Looking to the Future

Almost two decades ago, when New York City’s ambitious Westway project died even though its backers had helped pioneer the do no harm planning and design paradigm, then-Senator Daniel Patrick Moynihan wondered whether it had become so difficult to build public projects that “Central Park could not conceivably be built today” (Finder 1985). Recent history suggests, however, that the mega-project impulse remains strong. The pertinent question is not whether the U.S. political system can still generate mega-projects but whether the projects that go forward are typically worth their costs to taxpayers.

In general, economists are skeptical about the cost-effectiveness of the most prominent mega-projects, from the Big Dig to the scores of rail transit systems, professional sports facilities and convention centers, built over the past 25 years. Project advocates invariably retort that the economists miss intangible project benefits such as fostering community pride and (in the case of transit, particularly) strengthening the likelihood of smart growth practices in new development. The national coalitions in support of highway and airport improvements, which economists tend to rate more favorably than other types of projects, have argued vociferously that current environmental rules and opportunities for critics to litigate are too onerous and should be relaxed.

| INFORMATION SUPPLIED |
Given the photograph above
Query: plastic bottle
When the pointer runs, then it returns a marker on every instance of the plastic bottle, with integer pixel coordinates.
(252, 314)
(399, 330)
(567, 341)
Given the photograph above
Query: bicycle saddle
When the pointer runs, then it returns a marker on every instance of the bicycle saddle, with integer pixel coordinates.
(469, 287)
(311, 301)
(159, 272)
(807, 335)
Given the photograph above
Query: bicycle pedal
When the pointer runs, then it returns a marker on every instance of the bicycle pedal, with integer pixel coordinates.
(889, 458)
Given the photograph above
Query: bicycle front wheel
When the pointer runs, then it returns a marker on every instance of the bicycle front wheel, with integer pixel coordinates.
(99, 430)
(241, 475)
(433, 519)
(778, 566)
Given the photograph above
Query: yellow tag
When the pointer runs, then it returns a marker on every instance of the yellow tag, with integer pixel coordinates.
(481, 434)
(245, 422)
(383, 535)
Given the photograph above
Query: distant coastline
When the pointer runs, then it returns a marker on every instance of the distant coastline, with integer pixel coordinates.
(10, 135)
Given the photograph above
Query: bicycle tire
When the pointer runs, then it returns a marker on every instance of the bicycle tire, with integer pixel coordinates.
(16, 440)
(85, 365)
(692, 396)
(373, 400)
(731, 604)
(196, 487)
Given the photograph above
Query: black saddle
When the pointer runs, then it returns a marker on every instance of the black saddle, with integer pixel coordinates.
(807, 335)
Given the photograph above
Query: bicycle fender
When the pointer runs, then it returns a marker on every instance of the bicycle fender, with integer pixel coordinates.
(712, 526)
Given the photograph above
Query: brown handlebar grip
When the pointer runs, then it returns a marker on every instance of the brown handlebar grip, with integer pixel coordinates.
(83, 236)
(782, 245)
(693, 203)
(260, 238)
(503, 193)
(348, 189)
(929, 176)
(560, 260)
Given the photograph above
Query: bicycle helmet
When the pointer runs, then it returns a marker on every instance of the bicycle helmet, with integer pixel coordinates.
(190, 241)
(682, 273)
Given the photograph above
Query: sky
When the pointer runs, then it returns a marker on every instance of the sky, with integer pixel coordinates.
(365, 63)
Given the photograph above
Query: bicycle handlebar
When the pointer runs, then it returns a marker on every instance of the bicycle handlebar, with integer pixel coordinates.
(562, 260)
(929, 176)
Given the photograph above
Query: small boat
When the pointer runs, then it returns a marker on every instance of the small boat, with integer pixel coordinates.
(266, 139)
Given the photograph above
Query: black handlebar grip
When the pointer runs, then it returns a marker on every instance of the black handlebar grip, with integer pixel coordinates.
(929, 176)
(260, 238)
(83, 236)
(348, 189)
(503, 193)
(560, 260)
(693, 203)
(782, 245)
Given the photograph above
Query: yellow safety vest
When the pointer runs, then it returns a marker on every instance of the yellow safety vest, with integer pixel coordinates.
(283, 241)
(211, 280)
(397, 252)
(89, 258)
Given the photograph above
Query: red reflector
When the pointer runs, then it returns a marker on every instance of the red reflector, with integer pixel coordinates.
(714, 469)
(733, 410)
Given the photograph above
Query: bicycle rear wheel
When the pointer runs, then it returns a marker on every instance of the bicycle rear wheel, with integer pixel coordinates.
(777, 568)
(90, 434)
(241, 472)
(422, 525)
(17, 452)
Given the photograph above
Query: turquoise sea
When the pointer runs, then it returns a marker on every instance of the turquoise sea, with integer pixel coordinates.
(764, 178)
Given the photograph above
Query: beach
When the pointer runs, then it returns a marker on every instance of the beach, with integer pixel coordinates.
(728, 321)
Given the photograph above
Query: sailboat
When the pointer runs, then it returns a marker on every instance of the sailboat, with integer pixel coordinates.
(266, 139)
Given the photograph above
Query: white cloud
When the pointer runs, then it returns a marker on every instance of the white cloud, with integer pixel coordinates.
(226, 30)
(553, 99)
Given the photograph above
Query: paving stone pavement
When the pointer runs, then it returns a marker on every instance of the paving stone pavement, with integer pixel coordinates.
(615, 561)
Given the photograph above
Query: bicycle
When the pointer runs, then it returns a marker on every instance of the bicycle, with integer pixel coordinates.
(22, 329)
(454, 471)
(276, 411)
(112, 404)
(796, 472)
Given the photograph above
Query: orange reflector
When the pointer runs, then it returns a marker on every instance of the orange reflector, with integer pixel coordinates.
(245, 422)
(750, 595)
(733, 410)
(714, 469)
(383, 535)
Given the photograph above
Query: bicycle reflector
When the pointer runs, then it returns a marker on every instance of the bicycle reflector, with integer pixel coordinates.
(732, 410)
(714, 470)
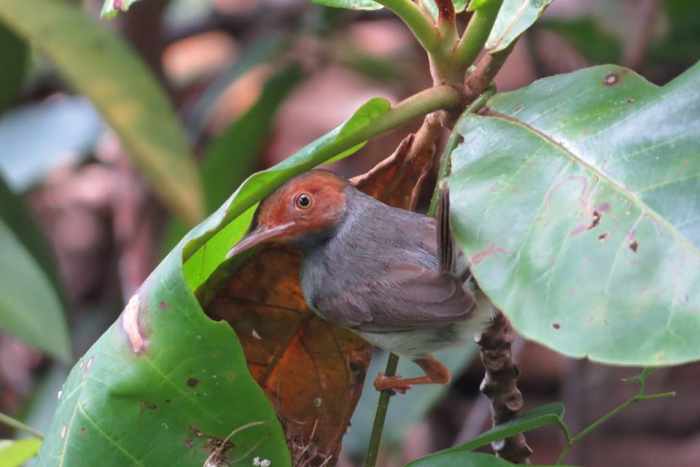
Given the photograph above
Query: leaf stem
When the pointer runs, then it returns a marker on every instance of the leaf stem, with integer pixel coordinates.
(444, 166)
(418, 22)
(380, 415)
(476, 34)
(640, 396)
(17, 425)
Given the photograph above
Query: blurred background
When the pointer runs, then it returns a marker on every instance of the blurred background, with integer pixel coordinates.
(254, 80)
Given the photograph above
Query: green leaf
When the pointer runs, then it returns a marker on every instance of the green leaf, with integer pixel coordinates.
(14, 61)
(586, 36)
(99, 64)
(30, 303)
(550, 414)
(16, 453)
(165, 381)
(350, 4)
(462, 459)
(514, 18)
(164, 385)
(479, 4)
(232, 156)
(576, 200)
(110, 8)
(202, 260)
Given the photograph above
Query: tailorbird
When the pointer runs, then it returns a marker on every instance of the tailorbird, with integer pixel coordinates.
(388, 274)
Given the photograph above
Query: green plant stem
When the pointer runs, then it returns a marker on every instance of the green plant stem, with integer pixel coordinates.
(444, 166)
(640, 396)
(17, 425)
(476, 34)
(380, 415)
(418, 22)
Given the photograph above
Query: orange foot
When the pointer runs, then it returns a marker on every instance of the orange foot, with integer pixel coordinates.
(391, 383)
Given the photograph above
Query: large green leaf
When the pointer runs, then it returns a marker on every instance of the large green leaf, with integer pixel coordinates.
(14, 60)
(206, 254)
(514, 18)
(576, 200)
(165, 384)
(101, 66)
(30, 302)
(16, 453)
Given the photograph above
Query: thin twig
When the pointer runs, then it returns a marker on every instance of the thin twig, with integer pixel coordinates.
(479, 413)
(500, 386)
(380, 415)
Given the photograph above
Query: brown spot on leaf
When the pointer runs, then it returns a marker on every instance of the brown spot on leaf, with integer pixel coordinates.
(192, 382)
(611, 79)
(595, 221)
(603, 207)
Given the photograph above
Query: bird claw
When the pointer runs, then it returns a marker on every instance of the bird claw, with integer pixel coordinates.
(391, 383)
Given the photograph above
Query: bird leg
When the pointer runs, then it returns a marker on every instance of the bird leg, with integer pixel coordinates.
(435, 373)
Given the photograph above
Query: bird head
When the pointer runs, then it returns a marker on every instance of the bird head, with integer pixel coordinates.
(305, 208)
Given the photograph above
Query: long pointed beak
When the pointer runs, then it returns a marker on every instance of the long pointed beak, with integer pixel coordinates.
(260, 235)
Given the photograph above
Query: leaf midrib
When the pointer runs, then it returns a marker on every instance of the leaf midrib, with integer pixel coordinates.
(624, 191)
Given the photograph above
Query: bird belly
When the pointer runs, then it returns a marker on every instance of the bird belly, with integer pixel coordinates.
(413, 343)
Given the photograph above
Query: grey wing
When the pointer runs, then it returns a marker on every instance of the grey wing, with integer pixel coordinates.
(408, 297)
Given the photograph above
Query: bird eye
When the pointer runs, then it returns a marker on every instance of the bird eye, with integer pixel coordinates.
(303, 201)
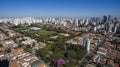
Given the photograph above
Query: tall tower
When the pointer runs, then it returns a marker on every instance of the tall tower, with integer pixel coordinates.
(86, 43)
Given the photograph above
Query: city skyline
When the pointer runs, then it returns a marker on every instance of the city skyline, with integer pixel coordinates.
(59, 8)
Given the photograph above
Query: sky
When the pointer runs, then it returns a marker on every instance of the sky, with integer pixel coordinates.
(59, 8)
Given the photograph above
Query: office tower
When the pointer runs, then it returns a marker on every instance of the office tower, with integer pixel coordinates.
(86, 43)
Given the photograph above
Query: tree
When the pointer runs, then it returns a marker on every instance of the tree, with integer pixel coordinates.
(41, 52)
(1, 45)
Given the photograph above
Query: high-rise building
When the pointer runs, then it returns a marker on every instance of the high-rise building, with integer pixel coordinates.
(86, 43)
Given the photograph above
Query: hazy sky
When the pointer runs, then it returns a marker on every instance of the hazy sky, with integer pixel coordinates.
(59, 8)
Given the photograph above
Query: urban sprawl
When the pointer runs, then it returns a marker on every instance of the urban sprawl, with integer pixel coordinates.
(60, 42)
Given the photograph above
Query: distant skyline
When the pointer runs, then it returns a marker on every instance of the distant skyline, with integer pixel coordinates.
(59, 8)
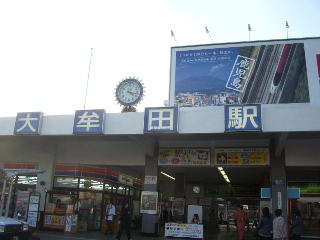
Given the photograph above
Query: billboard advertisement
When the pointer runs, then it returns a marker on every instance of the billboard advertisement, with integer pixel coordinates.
(253, 72)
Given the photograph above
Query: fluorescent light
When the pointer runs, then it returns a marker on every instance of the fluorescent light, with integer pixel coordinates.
(223, 173)
(167, 175)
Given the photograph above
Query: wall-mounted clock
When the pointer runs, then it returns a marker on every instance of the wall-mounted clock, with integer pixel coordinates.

| WHAT IS BEING ASKED |
In the text on mega-projects, which kinds of projects do economists tend to rate more favorably than other types?

| SOLUTION TO THE PROBLEM |
Highway and airport improvements.